+++ PROVIDED INFORMATION +++
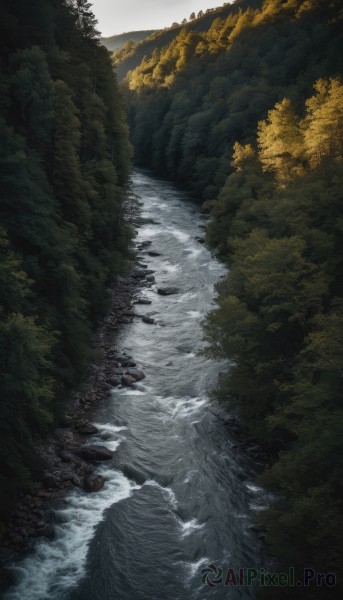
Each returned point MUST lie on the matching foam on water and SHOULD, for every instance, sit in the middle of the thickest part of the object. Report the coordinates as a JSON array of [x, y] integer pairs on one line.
[[108, 427], [189, 526], [193, 567], [166, 490], [182, 407], [58, 565], [194, 314]]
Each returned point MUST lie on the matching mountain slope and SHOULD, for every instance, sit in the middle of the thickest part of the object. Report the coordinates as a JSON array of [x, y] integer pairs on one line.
[[131, 57], [248, 114], [64, 166]]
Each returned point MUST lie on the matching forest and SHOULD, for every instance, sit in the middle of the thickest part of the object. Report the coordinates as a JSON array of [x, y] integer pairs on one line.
[[64, 166], [248, 115]]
+++
Retype the listing above exactly as it appears, omitting the pictures.

Each returned point MUST lie on the matching foam on water and SHOULD, for every instance, sit in the middle of the thickest part of the object. Report the coordinates as a JSON array of [x, y] integer pairs on one line.
[[108, 427], [189, 526], [193, 567], [166, 490], [182, 407], [58, 565], [194, 314]]
Each returned point MUST lie on the matching mountain slope and SHOULD, for every instance, sit in the middle of the thickest part of the object. Report the coordinates as a JSON array of [x, y] integer pairs on one line.
[[131, 57], [248, 114], [64, 166]]
Each returned point MUST lie on the matching forest and SHOULD, for every instance, sit in the middle of the thickest part of the object. Report the coordinates as a JSON array of [x, y] integer pairs on one line.
[[64, 166], [248, 115]]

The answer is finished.